- MATERIAL TO PROCESS
## Begin

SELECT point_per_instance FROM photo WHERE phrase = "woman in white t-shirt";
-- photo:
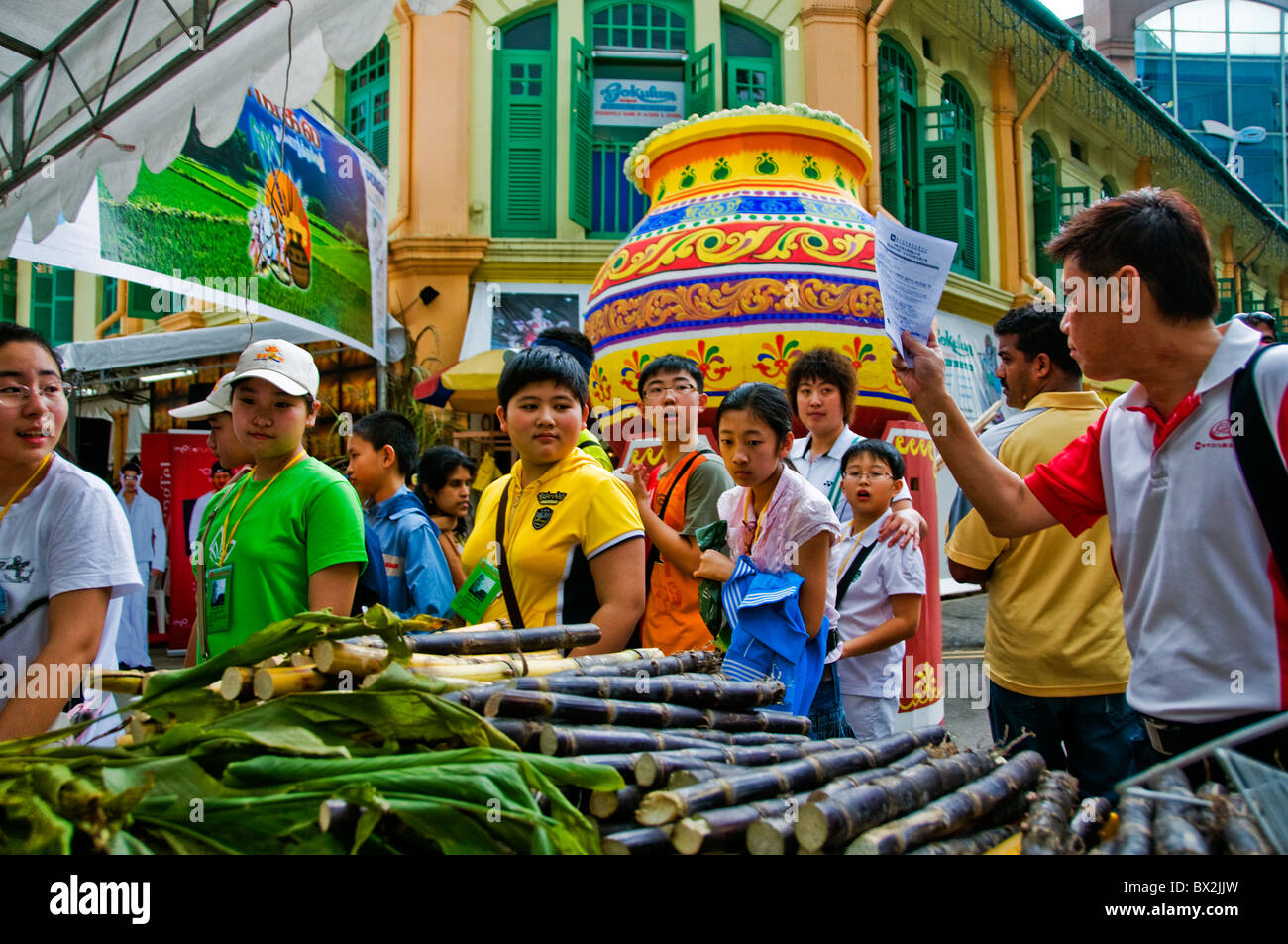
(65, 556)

## End
## Begin

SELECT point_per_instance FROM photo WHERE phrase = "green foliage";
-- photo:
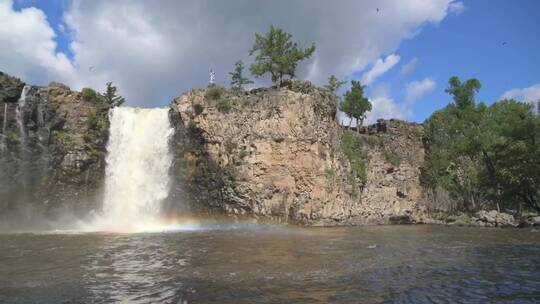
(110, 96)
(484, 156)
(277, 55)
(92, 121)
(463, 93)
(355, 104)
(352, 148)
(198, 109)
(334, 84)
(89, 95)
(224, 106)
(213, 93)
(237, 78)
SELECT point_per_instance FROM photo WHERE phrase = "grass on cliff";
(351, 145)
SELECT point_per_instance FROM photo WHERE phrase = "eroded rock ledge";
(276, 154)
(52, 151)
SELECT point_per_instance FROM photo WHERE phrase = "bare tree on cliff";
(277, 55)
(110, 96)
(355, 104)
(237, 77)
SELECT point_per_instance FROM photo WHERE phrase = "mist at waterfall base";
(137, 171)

## End
## Begin

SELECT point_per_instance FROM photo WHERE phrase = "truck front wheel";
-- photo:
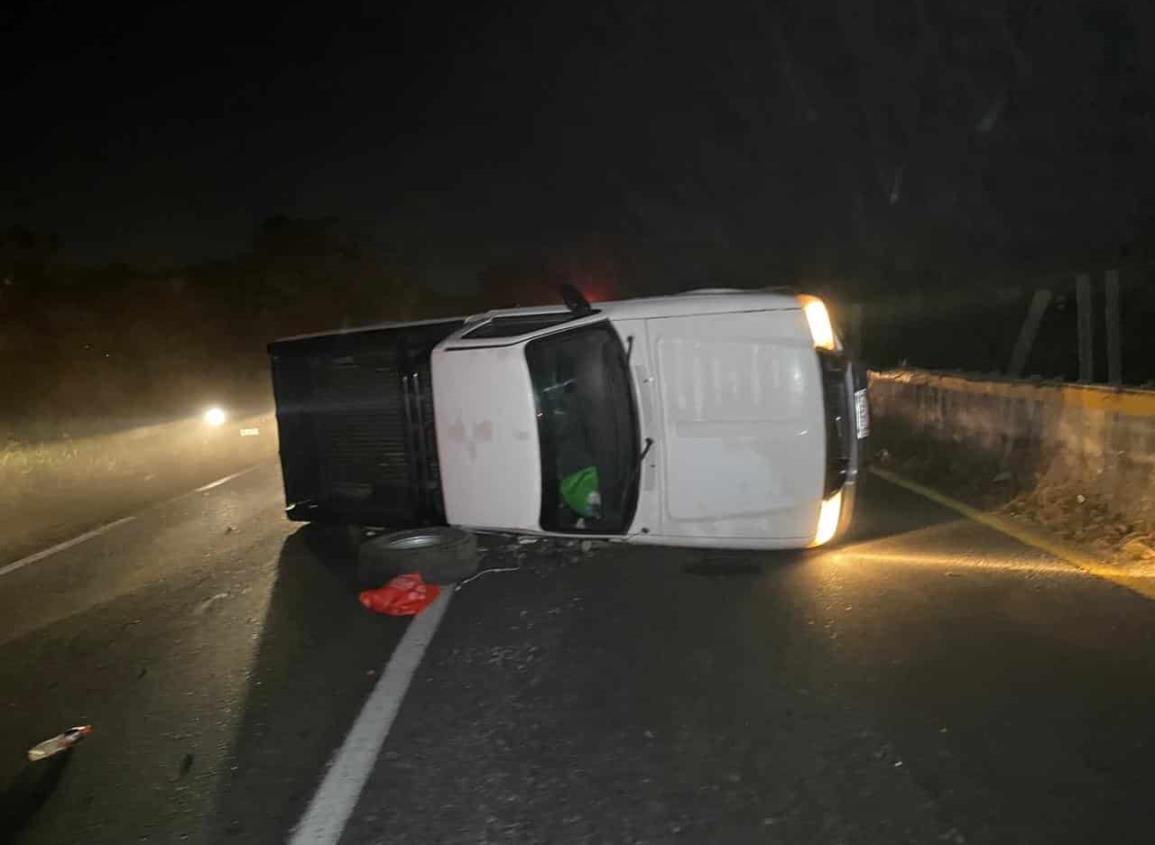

## End

- DIRECTIONS
Count the lines in the data above that contain the string "cliff", treating uppercase and lowercase as different, and give only the number.

- RIGHT ANSWER
2